Each line of the data has to be transcribed exactly.

——————————

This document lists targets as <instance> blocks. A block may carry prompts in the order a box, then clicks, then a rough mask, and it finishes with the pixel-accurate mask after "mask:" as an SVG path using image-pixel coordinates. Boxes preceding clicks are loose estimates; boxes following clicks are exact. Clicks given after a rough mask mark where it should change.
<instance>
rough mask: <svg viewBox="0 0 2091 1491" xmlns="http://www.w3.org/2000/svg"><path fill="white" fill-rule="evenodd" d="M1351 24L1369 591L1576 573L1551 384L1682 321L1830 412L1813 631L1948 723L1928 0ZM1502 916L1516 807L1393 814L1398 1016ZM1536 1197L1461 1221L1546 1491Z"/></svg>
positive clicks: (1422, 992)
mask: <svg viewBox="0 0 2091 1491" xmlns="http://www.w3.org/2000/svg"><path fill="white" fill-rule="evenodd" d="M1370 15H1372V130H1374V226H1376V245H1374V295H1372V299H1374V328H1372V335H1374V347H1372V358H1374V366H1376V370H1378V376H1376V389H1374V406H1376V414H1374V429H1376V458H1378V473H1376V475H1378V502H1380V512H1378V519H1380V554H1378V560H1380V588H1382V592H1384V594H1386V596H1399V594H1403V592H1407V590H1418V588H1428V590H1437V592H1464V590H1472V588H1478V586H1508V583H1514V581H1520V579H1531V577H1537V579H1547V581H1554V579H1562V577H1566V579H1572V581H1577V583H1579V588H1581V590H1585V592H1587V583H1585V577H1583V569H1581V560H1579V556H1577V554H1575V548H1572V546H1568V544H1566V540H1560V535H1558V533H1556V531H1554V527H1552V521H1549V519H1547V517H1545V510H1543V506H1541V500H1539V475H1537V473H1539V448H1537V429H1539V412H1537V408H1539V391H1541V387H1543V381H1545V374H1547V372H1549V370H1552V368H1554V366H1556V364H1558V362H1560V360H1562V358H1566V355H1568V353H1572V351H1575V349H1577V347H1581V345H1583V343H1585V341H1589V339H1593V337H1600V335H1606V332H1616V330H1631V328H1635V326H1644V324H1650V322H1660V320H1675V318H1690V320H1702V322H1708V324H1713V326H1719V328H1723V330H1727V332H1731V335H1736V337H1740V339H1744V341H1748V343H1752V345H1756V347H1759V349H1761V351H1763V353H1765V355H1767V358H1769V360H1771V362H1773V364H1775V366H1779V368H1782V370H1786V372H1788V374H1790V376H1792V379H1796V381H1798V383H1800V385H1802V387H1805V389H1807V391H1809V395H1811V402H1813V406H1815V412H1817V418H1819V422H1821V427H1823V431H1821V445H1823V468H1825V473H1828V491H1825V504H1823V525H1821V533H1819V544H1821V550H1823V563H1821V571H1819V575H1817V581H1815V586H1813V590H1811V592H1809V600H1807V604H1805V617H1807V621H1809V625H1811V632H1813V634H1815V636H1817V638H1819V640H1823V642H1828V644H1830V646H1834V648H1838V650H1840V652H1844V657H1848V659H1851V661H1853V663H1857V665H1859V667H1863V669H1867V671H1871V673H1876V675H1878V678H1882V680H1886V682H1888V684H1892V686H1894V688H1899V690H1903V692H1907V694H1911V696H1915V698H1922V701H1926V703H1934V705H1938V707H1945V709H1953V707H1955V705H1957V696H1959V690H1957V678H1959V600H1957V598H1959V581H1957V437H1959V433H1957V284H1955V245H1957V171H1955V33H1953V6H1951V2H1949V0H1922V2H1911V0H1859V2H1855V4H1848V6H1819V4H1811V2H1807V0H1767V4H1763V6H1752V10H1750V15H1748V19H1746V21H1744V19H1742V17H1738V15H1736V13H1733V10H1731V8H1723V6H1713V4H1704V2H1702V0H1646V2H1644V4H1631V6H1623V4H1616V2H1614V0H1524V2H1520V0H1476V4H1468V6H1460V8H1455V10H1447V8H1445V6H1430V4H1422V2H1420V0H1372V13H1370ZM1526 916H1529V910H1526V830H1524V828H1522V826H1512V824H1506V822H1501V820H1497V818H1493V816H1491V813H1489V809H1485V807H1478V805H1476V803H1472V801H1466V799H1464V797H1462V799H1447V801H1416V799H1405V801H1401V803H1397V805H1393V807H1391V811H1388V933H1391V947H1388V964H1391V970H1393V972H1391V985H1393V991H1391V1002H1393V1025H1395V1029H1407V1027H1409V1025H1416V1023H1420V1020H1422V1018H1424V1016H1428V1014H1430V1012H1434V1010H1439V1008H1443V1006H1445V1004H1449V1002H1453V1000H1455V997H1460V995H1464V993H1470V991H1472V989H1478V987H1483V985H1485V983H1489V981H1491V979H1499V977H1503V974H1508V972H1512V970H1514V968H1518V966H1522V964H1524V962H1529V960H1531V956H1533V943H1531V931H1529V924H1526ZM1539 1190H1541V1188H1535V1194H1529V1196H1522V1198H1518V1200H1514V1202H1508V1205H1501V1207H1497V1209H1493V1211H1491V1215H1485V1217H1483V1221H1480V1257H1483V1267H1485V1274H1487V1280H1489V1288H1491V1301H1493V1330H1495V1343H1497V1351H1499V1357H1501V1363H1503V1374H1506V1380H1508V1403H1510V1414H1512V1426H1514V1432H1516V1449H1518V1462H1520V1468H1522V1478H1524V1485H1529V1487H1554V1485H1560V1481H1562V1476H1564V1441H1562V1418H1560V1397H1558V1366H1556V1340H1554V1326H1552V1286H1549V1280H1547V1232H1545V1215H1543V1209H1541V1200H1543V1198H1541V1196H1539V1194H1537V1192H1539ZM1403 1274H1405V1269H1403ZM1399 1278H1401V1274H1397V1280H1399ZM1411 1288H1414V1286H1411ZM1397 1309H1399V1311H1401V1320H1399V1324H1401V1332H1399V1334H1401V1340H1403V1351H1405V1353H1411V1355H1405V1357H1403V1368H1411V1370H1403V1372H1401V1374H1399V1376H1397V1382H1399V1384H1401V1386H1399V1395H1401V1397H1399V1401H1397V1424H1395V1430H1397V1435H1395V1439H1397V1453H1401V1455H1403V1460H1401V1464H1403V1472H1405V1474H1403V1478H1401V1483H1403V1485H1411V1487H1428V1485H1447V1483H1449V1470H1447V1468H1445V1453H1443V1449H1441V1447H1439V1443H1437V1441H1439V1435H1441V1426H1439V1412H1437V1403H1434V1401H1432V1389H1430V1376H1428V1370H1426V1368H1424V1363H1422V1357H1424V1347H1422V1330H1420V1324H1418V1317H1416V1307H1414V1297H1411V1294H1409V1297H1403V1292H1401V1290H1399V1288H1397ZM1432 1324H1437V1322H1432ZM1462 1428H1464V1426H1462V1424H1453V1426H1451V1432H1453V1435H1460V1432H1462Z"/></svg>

——————————

EXERCISE SOLUTION ▸
This document lists targets as <instance> blocks. A block may carry prompts in the order a box, then clicks, then a rough mask, and it finishes with the pixel-accurate mask after "mask:" as an SVG path using image-pixel coordinates. Boxes preceding clicks are loose estimates; boxes following clicks are exact. Clicks given after a rough mask mark where it should change.
<instance>
rough mask: <svg viewBox="0 0 2091 1491" xmlns="http://www.w3.org/2000/svg"><path fill="white" fill-rule="evenodd" d="M1351 24L1369 591L1576 573L1551 384L1682 321L1830 412L1813 631L1948 723L1928 0ZM1502 916L1516 807L1393 814L1398 1016ZM1536 1197L1461 1221L1546 1491Z"/></svg>
positive clicks: (1422, 992)
mask: <svg viewBox="0 0 2091 1491" xmlns="http://www.w3.org/2000/svg"><path fill="white" fill-rule="evenodd" d="M1370 15H1372V130H1374V226H1376V245H1374V295H1372V299H1374V328H1372V335H1374V347H1372V358H1374V366H1376V370H1378V376H1376V389H1374V406H1376V414H1374V429H1376V458H1378V473H1376V475H1378V502H1380V512H1378V519H1380V554H1378V560H1380V588H1382V592H1384V594H1386V596H1399V594H1403V592H1407V590H1418V588H1428V590H1437V592H1464V590H1472V588H1478V586H1508V583H1514V581H1520V579H1531V577H1537V579H1547V581H1554V579H1562V577H1566V579H1572V581H1577V583H1579V588H1581V590H1585V592H1587V583H1585V577H1583V569H1581V560H1579V556H1577V554H1575V548H1572V546H1568V544H1566V540H1560V535H1558V533H1556V531H1554V527H1552V521H1549V519H1547V517H1545V510H1543V506H1541V500H1539V475H1537V473H1539V448H1537V429H1539V412H1537V408H1539V391H1541V387H1543V381H1545V374H1547V372H1549V370H1552V368H1554V366H1556V364H1558V362H1560V360H1562V358H1566V355H1568V353H1572V351H1575V349H1577V347H1581V345H1583V343H1585V341H1589V339H1593V337H1600V335H1606V332H1616V330H1631V328H1635V326H1644V324H1650V322H1660V320H1675V318H1690V320H1702V322H1708V324H1713V326H1719V328H1723V330H1727V332H1731V335H1736V337H1740V339H1744V341H1748V343H1752V345H1756V347H1759V349H1761V351H1763V353H1765V355H1767V358H1769V360H1771V362H1773V364H1775V366H1779V368H1782V370H1786V372H1788V374H1790V376H1792V379H1796V381H1798V383H1800V385H1802V387H1805V389H1807V391H1809V395H1811V402H1813V406H1815V412H1817V418H1819V422H1821V427H1823V431H1821V445H1823V468H1825V473H1828V491H1825V504H1823V525H1821V533H1819V544H1821V550H1823V563H1821V571H1819V575H1817V581H1815V586H1813V590H1811V592H1809V600H1807V604H1805V617H1807V621H1809V625H1811V632H1813V634H1815V636H1817V638H1819V640H1823V642H1828V644H1830V646H1834V648H1838V650H1840V652H1844V657H1848V659H1851V661H1853V663H1857V665H1859V667H1863V669H1867V671H1871V673H1876V675H1878V678H1882V680H1886V682H1888V684H1892V686H1894V688H1899V690H1903V692H1907V694H1911V696H1915V698H1922V701H1926V703H1934V705H1938V707H1945V709H1953V707H1955V705H1957V696H1959V690H1957V678H1959V600H1957V598H1959V581H1957V437H1959V433H1957V284H1955V245H1957V171H1955V33H1953V6H1951V2H1949V0H1922V2H1911V0H1859V2H1855V4H1848V6H1819V4H1811V2H1807V0H1767V4H1763V6H1752V10H1750V15H1748V19H1746V21H1744V19H1742V17H1738V15H1736V13H1733V10H1731V8H1723V6H1713V4H1704V2H1702V0H1646V2H1644V4H1631V6H1623V4H1616V2H1614V0H1524V2H1520V0H1476V4H1468V6H1460V8H1455V10H1447V8H1445V6H1430V4H1422V2H1420V0H1372V13H1370ZM1526 916H1529V910H1526V830H1524V828H1522V826H1512V824H1506V822H1501V820H1497V818H1493V816H1491V813H1489V809H1485V807H1478V805H1476V803H1472V801H1466V799H1464V797H1462V799H1447V801H1416V799H1405V801H1401V803H1397V805H1393V807H1391V811H1388V933H1391V947H1388V964H1391V970H1393V972H1391V985H1393V991H1391V1002H1393V1025H1395V1029H1407V1027H1409V1025H1416V1023H1420V1020H1422V1018H1424V1016H1428V1014H1430V1012H1434V1010H1439V1008H1443V1006H1445V1004H1449V1002H1453V1000H1455V997H1460V995H1464V993H1470V991H1472V989H1478V987H1483V985H1485V983H1489V981H1491V979H1499V977H1503V974H1508V972H1512V970H1514V968H1518V966H1522V964H1524V962H1529V960H1531V956H1533V943H1531V931H1529V924H1526ZM1539 1190H1541V1188H1535V1194H1529V1196H1522V1198H1518V1200H1514V1202H1508V1205H1501V1207H1497V1209H1493V1211H1491V1215H1485V1217H1483V1221H1480V1257H1483V1267H1485V1274H1487V1280H1489V1288H1491V1301H1493V1330H1495V1343H1497V1351H1499V1357H1501V1363H1503V1374H1506V1380H1508V1403H1510V1414H1512V1426H1514V1432H1516V1449H1518V1462H1520V1468H1522V1478H1524V1485H1529V1487H1554V1485H1560V1481H1562V1476H1564V1441H1562V1418H1560V1397H1558V1366H1556V1340H1554V1326H1552V1286H1549V1280H1547V1232H1545V1215H1543V1209H1541V1200H1543V1198H1541V1196H1539V1194H1537V1192H1539ZM1403 1274H1405V1269H1403ZM1399 1278H1401V1274H1397V1280H1399ZM1411 1288H1414V1286H1411ZM1397 1309H1399V1311H1401V1320H1399V1324H1401V1332H1399V1334H1401V1340H1403V1351H1405V1353H1411V1355H1405V1357H1403V1368H1411V1370H1403V1372H1401V1374H1399V1376H1397V1382H1399V1384H1401V1386H1399V1395H1401V1397H1399V1401H1397V1424H1395V1430H1397V1435H1395V1439H1397V1453H1401V1455H1403V1460H1401V1464H1403V1472H1405V1474H1403V1478H1401V1483H1403V1485H1411V1487H1428V1485H1447V1483H1449V1470H1447V1468H1445V1453H1443V1449H1441V1447H1439V1443H1437V1441H1439V1435H1441V1426H1439V1412H1437V1403H1434V1401H1432V1389H1430V1376H1428V1370H1426V1368H1424V1363H1422V1357H1424V1347H1422V1330H1420V1324H1418V1317H1416V1307H1414V1297H1411V1294H1409V1297H1403V1292H1401V1290H1399V1288H1397ZM1432 1324H1437V1322H1432ZM1462 1428H1464V1426H1462V1424H1453V1426H1451V1432H1453V1435H1460V1432H1462Z"/></svg>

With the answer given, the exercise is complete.